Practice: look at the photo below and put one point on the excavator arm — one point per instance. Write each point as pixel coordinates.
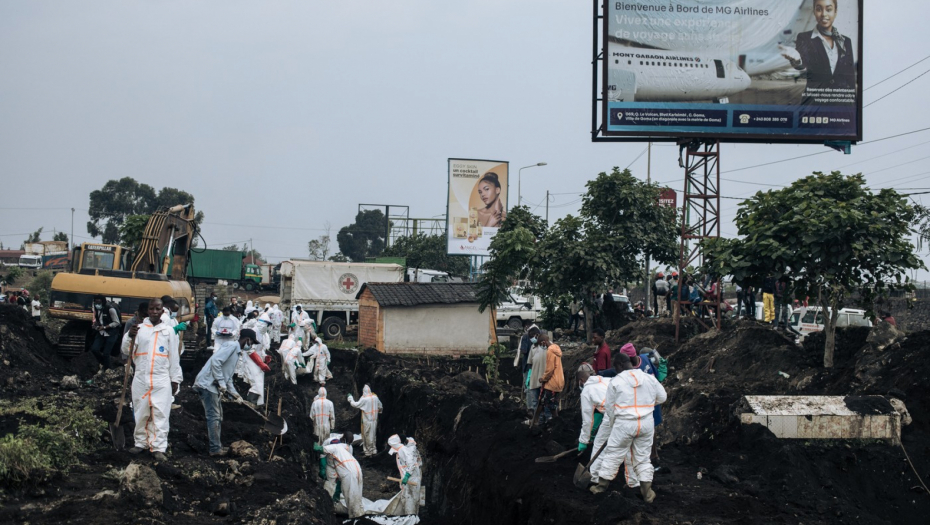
(166, 242)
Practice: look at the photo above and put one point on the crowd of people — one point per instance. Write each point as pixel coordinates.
(242, 338)
(621, 395)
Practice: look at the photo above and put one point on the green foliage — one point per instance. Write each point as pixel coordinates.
(492, 362)
(830, 234)
(41, 284)
(428, 252)
(111, 205)
(37, 450)
(132, 229)
(365, 237)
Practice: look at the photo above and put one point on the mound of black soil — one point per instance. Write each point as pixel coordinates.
(28, 363)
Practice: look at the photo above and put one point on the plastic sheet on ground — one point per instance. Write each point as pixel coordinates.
(374, 511)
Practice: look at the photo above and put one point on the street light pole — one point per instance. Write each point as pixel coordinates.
(519, 180)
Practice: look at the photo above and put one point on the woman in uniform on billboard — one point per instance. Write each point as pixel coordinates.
(826, 57)
(489, 191)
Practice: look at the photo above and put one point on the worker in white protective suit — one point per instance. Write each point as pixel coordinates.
(157, 379)
(410, 478)
(349, 473)
(301, 325)
(320, 353)
(323, 414)
(370, 406)
(631, 398)
(225, 327)
(277, 318)
(253, 363)
(290, 358)
(593, 406)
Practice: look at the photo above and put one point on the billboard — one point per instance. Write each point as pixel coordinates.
(477, 204)
(751, 70)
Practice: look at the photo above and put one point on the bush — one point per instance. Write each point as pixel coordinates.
(51, 445)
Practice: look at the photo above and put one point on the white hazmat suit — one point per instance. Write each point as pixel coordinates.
(157, 365)
(350, 474)
(631, 398)
(370, 406)
(323, 414)
(408, 467)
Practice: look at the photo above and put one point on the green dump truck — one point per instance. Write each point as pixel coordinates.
(210, 266)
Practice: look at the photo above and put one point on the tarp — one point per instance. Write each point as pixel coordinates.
(335, 282)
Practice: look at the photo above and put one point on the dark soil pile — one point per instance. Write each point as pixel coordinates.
(28, 363)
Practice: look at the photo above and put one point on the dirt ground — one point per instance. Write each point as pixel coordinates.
(479, 456)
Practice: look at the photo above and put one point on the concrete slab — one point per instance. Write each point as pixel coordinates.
(824, 417)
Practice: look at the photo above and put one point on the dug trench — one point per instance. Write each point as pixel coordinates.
(479, 455)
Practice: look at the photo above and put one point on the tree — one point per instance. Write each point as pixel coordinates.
(119, 199)
(132, 229)
(830, 234)
(365, 237)
(428, 252)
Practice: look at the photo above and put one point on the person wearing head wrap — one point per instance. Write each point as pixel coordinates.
(410, 477)
(323, 415)
(370, 406)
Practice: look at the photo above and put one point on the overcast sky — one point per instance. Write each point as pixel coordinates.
(281, 116)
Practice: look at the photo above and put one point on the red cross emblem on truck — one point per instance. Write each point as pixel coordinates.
(348, 283)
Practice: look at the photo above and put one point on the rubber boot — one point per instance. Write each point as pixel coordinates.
(600, 487)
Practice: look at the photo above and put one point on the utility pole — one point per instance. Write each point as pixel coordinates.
(648, 181)
(547, 208)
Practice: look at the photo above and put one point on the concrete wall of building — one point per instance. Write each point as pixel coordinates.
(436, 330)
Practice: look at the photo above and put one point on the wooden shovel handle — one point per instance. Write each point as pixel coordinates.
(128, 367)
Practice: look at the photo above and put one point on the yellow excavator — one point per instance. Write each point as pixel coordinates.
(159, 268)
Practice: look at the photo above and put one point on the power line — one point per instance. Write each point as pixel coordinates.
(896, 74)
(896, 90)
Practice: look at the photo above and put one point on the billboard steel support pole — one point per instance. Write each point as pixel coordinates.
(702, 193)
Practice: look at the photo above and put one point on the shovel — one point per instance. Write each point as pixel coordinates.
(583, 473)
(274, 424)
(116, 432)
(553, 459)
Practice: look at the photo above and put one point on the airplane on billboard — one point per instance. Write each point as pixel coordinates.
(768, 59)
(658, 75)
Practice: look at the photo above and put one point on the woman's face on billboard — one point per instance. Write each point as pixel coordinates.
(488, 192)
(825, 12)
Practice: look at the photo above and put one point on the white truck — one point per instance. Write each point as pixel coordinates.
(326, 290)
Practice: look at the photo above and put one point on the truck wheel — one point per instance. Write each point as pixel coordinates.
(333, 327)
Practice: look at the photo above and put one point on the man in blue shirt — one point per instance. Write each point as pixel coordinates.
(216, 379)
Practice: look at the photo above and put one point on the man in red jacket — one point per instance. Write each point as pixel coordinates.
(602, 354)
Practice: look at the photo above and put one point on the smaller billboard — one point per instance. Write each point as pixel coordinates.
(477, 204)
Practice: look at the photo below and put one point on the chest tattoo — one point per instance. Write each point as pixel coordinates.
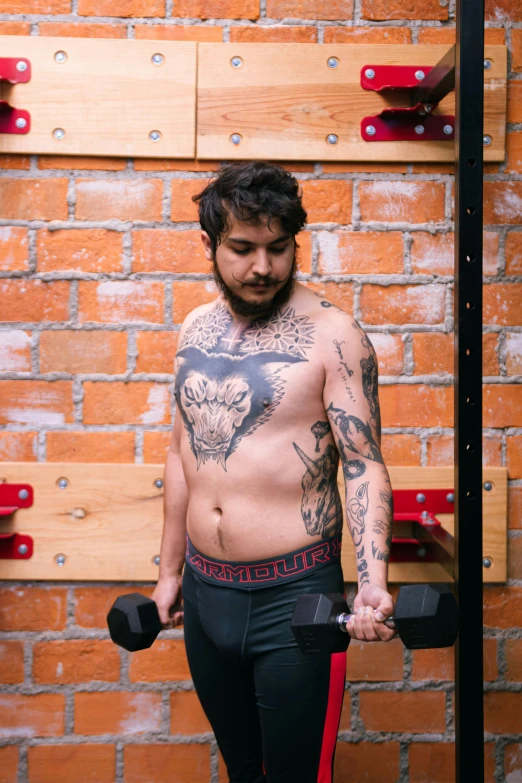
-*-*-
Would you output each entry exactly and leave the pictures behind?

EXERCISE ANSWER
Practice: look at the photo below and put one point on the excavator arm — one point per instance. Write each point as pixel coordinates.
(166, 242)
Practice: look at the photo above and put one point on the crowd of people — one point per instance. Write each point as pixel coordinates.
(242, 338)
(621, 395)
Practice: look at the photo above and put one point on the green foliage — one point per instance. Write each point as pixel coordinates.
(492, 362)
(830, 234)
(41, 284)
(428, 252)
(111, 205)
(37, 450)
(132, 229)
(365, 237)
Practice: look at the photo above and put one point on the mound of black soil — one point per instance. Write each point as pixel coordinates.
(28, 363)
Practice: look at the photo above and put one point on the plastic sheet on ground — one point per instance. Write each point as pixel coordinates.
(374, 511)
Practice: look at the photo above and put one point on the street light pole — one point per instance. Write each point as pixel coordinates.
(519, 180)
Practice: look at the photo above and put one point on the woman in uniform on billboard — one point per instance. Write each point as pixel coordinates.
(826, 57)
(489, 191)
Practice: look at the photo above and put one point on the worker in white protective suit — one point per instance. Write each point as pixel coordinates.
(157, 379)
(410, 478)
(349, 473)
(301, 325)
(320, 353)
(323, 414)
(370, 406)
(631, 398)
(225, 327)
(277, 318)
(253, 363)
(290, 358)
(593, 406)
Practice: look at the photo above and put one point on the billboard — one point per instance. Write each point as pixel coordinates.
(477, 204)
(751, 70)
Practice: look at the photo above and put one point on the bush — one point per instance. Write each point as pixel coordinates.
(51, 445)
Practice: look at the photo above and put one point on the white hazmat suit — one point per instance. Write each point as pixel coordinates.
(157, 365)
(350, 474)
(631, 398)
(370, 406)
(323, 414)
(408, 467)
Practice: look at the photo above and put one point on the green dump truck — one point per instance. Write each point as pixel coordinates.
(210, 266)
Practice: look at the photo above and put one point on the tarp — one point per instance. Write each point as pixel coordinates.
(335, 282)
Practice: look at the photo above and put one point on the dark soil pile — one point per instance. Write each point as pixel coordinates.
(28, 363)
Practice: look at the photo above and put one point on the dirt ground — one point per instance. Write each point as pixel coordinates.
(479, 456)
Practice: look at the photo above and put one point on the concrete slab — one point per instance. Write each point as pixel coordinates.
(824, 417)
Practice: look at the photo above and put one point on the dug trench — one point per instance. Write each point as pixel coordinates.
(479, 455)
Practice: look at the photo above and put one point on the tree — one point per instance. Write each point as pixel coordinates.
(119, 199)
(132, 229)
(830, 234)
(365, 237)
(428, 252)
Practice: look at the photo above and put one point on the person wearing head wrap — one point per instance. Write each point as pixel coordinates.
(410, 477)
(323, 415)
(370, 406)
Practice: look at the photo above and put one point on the overcast sky — one point per instance. Write each point as pixel coordinates.
(281, 116)
Practice: look at the photo above and put one point on the red cross emblem on truck — one point per instance. Write each point as pixel coordinates.
(348, 283)
Practice: look at the photo above and put one point on the rubber boot — one point per instance. Write each point as pixel coordinates.
(600, 487)
Practice: look at the photo above and put one point on the utility pole — one point per instance. Write each point as pixel coordinates.
(648, 181)
(547, 208)
Practice: look at the photo above and put one point on the concrete wall of building — one point per instance. Write each point as pixel coordinates.
(436, 330)
Practice: look at the photo above and put one point on the wooden shovel handle — one point per instance. Write each point as pixel coordinates.
(128, 367)
Practice: look at the photo above and put one point on the yellow excavator — one point per instance. Write each point as pixel coordinates.
(159, 268)
Practice: look at the photo above and put one point on the power line — one point per instance. Write each point as pixel coordinates.
(896, 74)
(896, 90)
Practice: look at the photo above and put one point on the billboard steel support pole — one point per instance. Write each point as pixel coordinates.
(702, 193)
Practice: look at the photo above and put one point on the shovel — one point per instance. Write each point as pixel coordinates.
(583, 473)
(274, 424)
(116, 432)
(553, 459)
Practice: look at the photo above and put one point on the airplane on billboard — one point per instance. Write each point as pixel coordinates.
(768, 59)
(658, 75)
Practice: look at the photo above and put one point on the woman's face on billboard — one point per instance. Write each point as pixel coordinates.
(488, 192)
(825, 12)
Practice: look at the photo above and put one point on the white truck — one point per instance. Write each point as pixel coordinates.
(326, 290)
Practice: look at the photo above and put one point on the truck wheel — one point per instance. Write each point as pixel coordinates.
(333, 327)
Practice: look at the photo above and put one point on the man in blue shirt — one point per instance. Write each point as pixel coordinates.
(216, 379)
Practice: look at the photo above and put one point on the man in red jacket — one point per instance. Write each point as pixel coordinates.
(602, 354)
Practice: look at the photo above and put one point on the smaller billboard — one point per instance. Write each point as pixel coordinates.
(477, 204)
Practice: look at the photo below and put one point on the chest tattoo — one point per instance. Write each point as pixel coordinates.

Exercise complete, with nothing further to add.